▸ TASK
Please present the records below as a Markdown table with the columns Row and Text, one numbered row per line, skipping any blank lines.

** Start **

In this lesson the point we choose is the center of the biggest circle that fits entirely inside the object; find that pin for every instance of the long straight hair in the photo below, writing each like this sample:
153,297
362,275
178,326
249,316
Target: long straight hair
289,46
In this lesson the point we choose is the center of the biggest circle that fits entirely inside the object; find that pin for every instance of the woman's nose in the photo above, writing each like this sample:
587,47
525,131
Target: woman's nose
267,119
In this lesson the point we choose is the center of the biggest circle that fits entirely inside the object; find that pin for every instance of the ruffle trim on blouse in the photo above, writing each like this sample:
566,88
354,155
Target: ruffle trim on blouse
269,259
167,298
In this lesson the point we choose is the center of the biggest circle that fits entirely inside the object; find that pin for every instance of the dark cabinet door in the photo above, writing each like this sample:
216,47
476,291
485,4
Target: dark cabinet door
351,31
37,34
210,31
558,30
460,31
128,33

** End **

▸ EXPECTED OUTPUT
| Row | Text |
|---|---|
| 1 | In this lesson the point we choose is the center of the biggest circle that fits entirely inside the object; find that pin for every instance of the long straight hair in the photo below, writing each like this sample: |
| 2 | 153,297 |
| 3 | 362,275 |
| 4 | 178,326 |
| 5 | 249,316 |
| 6 | Target: long straight hair |
| 7 | 289,46 |
| 8 | In this lesson the point we choose is the center of the biggest circle that fits entirely inside the object; find that pin for every instance of the woman's nose in the photo above, writing each like this sample: |
| 9 | 587,47 |
| 10 | 525,131 |
| 11 | Target: woman's nose |
| 12 | 267,119 |
| 13 | In this lesson the point we choose is the center of the biggest circle that fits entirely inside the object; find that pin for every instance of the ruffle trim on blouse in the photo above, writing each like this sample: |
| 14 | 566,88 |
| 15 | 354,155 |
| 16 | Target: ruffle trim on blouse |
| 17 | 269,259 |
| 18 | 167,298 |
| 19 | In this lesson the point we choose is the center of the biggest circle that fits entirely inside the object; find that pin for every instance of the dark cabinet door in the photo above, writing each like this sample: |
| 20 | 216,47 |
| 21 | 476,291 |
| 22 | 485,4 |
| 23 | Target: dark cabinet door |
| 24 | 351,31 |
| 25 | 37,34 |
| 26 | 210,31 |
| 27 | 558,30 |
| 28 | 460,31 |
| 29 | 128,33 |